### TASK TO COMPLETE
Answer these from the budget hearing summary below:
1. By how much does the fiscal 2026 budget for the Prevention and Health Promotion Administration increase, and to what total?
2. What statutory minimum for tobacco cessation programs was set in 2021?
3. What was the Administration's vacancy rate as of Dec. 31, 2024?

### TEXT SHOWN
The Health and Human Services Subcommittee heard the Department of Legislative Services’ review of the Prevention and Health Promotion Administration’s (P/HPA) fiscal 2026 allowance and probed multiple programmatic and funding issues including a DLS recommendation to reduce general-fund support for tobacco cessation programs by $5.7 million.
Naomi Camaro, budget analyst, Department of Legislative Services, told the subcommittee the fiscal 2026 budget for the Prevention and Health Promotion Administration increases by $7,000,000 to $531,500,000. Camaro walked members through performance measures for tobacco use (adult, high school and middle school measures), new measures for unintentional exposure to cannabis and changes tied to federal grants and internal realignment.
Camaro said DLS asked the Administration to explain tobacco-usage trends among youth and adult groups and to consider updating goals because adult cigarette-use goals have been met for several years. She also described the Administration’s use of cigarette restitution fund (CRF) monies for tobacco cessation and noted a 2021 statutory minimum of $18,250,000 for those programs; the fiscal 2026 allowance includes $24,000,000 for cessation programs and DLS recommended reducing that line by $5,700,000 to meet the mandated level.
The DLS presentation covered other items: a new epidemiology and laboratory capacity (ELC) grant that increases certain federal stimulus-driven funding (Camaro said an increase of about $61.3 million from an extended ELC grant), expirations of other stimulus funds (Camaro cited reductions of $26.2 million), transfer of harm reduction services to the Behavioral Health Administration (a reduction of about $17.5 million in P/HPA), and personnel changes (the fiscal 2026 allowance includes 569.34 regular positions and shows a 12-position reduction tied to program transfers). Camaro said P/HPA’s vacancy rate was 18.68% as of Dec. 31, 2024 and DLS asked the Administration to explain recruitment plans and impacts of vacancies.
In response, Laura Herrera Scott, Secretary of Health, and Dr. Nilesh Kalyanaraman, Deputy Secretary for Public Health, joined the subcommittee. The administration disputed DLS’s recommended cut to tobacco cessation funding. Dr. Kalyanaraman said, “We’re concerned that this $5,700,000 reduction will greatly compromise our ability to continue. The successes we’ve had ... come through persistent effort and investment.” The Department said the funds support local health departments’ enforcement, cancer screening and tobacco cessation and that the Department disagrees with the reduction recommendation.

### DATASET RECORDS
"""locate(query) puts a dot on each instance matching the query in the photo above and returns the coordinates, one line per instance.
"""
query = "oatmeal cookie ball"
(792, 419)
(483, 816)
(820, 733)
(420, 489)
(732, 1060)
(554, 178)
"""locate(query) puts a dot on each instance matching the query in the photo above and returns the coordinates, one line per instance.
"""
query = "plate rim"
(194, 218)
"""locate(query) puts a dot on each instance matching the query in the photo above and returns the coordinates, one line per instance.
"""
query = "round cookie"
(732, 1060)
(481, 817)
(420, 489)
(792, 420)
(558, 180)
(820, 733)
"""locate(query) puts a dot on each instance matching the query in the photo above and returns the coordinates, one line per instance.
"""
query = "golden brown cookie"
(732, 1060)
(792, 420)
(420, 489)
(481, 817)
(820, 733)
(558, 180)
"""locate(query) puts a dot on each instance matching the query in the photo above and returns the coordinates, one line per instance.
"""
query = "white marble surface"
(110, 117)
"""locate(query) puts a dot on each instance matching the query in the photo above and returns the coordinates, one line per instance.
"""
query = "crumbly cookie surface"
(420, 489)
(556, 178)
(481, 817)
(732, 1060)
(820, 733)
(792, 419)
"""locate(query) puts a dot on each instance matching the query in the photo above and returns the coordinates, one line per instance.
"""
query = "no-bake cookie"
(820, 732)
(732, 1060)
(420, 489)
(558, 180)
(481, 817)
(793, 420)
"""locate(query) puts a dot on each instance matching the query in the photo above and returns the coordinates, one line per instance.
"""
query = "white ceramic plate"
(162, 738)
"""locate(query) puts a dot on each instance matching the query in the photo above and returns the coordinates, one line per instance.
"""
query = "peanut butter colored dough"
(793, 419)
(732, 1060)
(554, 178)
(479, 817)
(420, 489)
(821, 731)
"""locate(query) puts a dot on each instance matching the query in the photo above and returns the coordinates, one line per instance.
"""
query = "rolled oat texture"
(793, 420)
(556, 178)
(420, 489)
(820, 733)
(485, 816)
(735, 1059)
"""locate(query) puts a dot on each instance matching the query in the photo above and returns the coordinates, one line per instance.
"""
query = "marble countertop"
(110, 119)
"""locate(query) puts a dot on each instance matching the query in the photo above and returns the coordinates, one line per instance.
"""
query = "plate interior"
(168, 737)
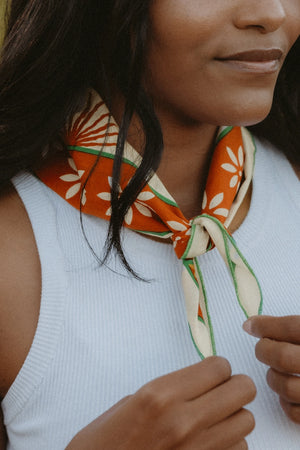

### PROBLEM SOLUTION
1. It increases by $7,000,000 to $531,500,000.
2. $18,250,000.
3. 18.68%.